-- start TEXT PASSAGE --

Ian Brennan: I think it’s really telling that in your empathy you use the word ‘sad,’ because I think beneath all of this, that’s what it is. I’ve been teaching violence prevention since 1993, in Oakland mostly. That’s where I started and continue to do a lot of work. These issues aren’t new, necessarily, and it’s sad to see the same thing reoccur again and again.
A big thing I’ve found in my travels is that true equality is being tough-minded with people. That means not putting them on a pedestal. You see that so much in ‘World Music’ as a genre. There’s this over-compensation that goes on, and it’s like, somebody from whatever country can suck, too and they can be an asshole, too. So be tough-minded with people in the same way that you would anywhere else. That’s the way that I approach it. I’m interested in them as a human. I start with love: love for them and love for music. I also love them enough to tell them the truth, which is that maybe they’re not doing something that’s good, and that maybe I don’t believe them. I push them in a constructive way to go deeper. That’s, for me, a starting point.
With ‘No Forgotten Son,’ how did you navigate being authentic to the subject matter while still retaining your own voice? Ian, was that something that came up with the Tanzania Albinism Collective as well—making sure their authentic voice was captured?

-- end TEXT PASSAGE --
-- start PROVIDED DATA --

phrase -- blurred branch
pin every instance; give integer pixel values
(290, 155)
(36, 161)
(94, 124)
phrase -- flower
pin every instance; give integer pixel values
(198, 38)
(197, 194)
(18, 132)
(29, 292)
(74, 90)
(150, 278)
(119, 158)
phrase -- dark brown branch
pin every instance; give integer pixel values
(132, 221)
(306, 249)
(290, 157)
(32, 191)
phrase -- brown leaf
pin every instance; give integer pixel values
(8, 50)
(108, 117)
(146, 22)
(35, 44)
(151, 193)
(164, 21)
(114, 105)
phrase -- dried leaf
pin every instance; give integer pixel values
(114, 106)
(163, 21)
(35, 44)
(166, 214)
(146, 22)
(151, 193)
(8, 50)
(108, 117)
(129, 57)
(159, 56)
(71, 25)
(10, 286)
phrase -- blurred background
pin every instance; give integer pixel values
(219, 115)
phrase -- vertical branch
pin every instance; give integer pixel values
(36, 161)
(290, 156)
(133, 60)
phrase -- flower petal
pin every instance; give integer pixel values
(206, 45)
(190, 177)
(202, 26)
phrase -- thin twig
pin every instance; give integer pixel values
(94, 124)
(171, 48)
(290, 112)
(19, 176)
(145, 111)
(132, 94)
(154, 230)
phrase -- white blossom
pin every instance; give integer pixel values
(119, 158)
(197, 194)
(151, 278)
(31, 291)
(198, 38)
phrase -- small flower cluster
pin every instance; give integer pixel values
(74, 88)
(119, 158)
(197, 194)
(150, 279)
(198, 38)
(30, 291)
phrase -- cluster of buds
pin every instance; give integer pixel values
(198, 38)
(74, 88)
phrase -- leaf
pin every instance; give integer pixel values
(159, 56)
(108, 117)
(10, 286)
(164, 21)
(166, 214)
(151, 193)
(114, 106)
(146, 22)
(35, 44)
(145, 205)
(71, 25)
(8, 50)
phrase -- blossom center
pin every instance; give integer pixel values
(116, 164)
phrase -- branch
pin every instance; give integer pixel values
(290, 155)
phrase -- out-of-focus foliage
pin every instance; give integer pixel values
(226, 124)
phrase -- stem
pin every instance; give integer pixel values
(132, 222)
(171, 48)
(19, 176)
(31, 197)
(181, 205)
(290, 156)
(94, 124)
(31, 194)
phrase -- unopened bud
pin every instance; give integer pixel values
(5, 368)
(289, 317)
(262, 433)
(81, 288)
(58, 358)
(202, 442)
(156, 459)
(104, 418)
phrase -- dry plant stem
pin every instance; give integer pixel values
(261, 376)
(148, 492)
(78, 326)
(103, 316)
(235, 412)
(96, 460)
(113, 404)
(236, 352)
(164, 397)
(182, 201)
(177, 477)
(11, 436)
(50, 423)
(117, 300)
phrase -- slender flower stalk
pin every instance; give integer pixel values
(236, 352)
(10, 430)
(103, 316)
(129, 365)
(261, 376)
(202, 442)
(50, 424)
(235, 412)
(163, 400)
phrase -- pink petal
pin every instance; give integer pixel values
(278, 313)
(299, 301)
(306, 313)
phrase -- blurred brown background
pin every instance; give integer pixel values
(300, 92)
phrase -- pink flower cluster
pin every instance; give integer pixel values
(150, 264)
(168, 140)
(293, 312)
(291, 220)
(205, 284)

-- end PROVIDED DATA --

→ **TO DO**:
1. List every word or phrase that the interview excerpt sets inside single quotation marks.
2. Retype the part of the interview excerpt that begins with the words containing "A big thing" and ends with "a starting point.".
3. Extend the interview excerpt beyond its final sentence.
The records are separate material, unrelated to the interview excerpt.

→ **EXERCISE RESULTS**:
1.
sad
World Music
No Forgotten Son

2.
A big thing I’ve found in my travels is that true equality is being tough-minded with people. That means not putting them on a pedestal. You see that so much in ‘World Music’ as a genre. There’s this over-compensation that goes on, and it’s like, somebody from whatever country can suck, too and they can be an asshole, too. So be tough-minded with people in the same way that you would anywhere else. That’s the way that I approach it. I’m interested in them as a human. I start with love: love for them and love for music. I also love them enough to tell them the truth, which is that maybe they’re not doing something that’s good, and that maybe I don’t believe them. I push them in a constructive way to go deeper. That’s, for me, a starting point.

3.
Tucker: As a writer, when I’m trying to write and think about issues, there are definitely lines that I won’t cross in terms of telling someone else’s story by taking their voice. With ‘No Forgotten Son,’ that song was to me about relating a feeling of sadness and thinking of the problem. The narrator in that song is really me. Sometimes I put myself in response mode, where I’m saying, ‘Wow, this is happening and it really bothers me.’ I think that part of starting a conversation about racial issues means that people of all races should be involved. Of course, I think it’s important to understand my privilege and to acknowledge it, but I don’t think that we should have that prevent white people from talking about issues of racial injustice.
Brennan: With the Tanzania Albinism Collective, it was very difficult because it’s a progressive experimental record with non-musicians, so it makes it that much easier for people to dismiss it. These are people who had never touched an instrument, never sung publicly. People there see their condition as shameful, as a curse, so if their parents even chose to keep them—which a lot of them did not—they would leave them behind, even when they went to church. When they told me that didn’t get to sing in church, I found that so shocking, because it’s the one sanctuary—even in times of slavery in America—where most people were afforded a chance to express themselves. They weren’t even allowed that.
[Albinism Collective singer] Thereza Phinias Mkaruka talks about how being someone with albinism, there’s this constant threat that somebody’s going to come in the night and chop off your arm or rape you or and kill you, and yet she’s still so positive. That’s courage, but I don’t know that they even want to be that courageous. They have to be that courageous. They just don’t have a choice.
Ian, how difficult was it to market [Tanzania Albinism Collective record] White African Power?
Brennan: What’s so frustrating is to meet amazingly great people from all over the world who are just left confined within their own borders because they don’t sing in English. I don’t really like genres. The songs and the voices have to speak for themselves. They have to stand alone.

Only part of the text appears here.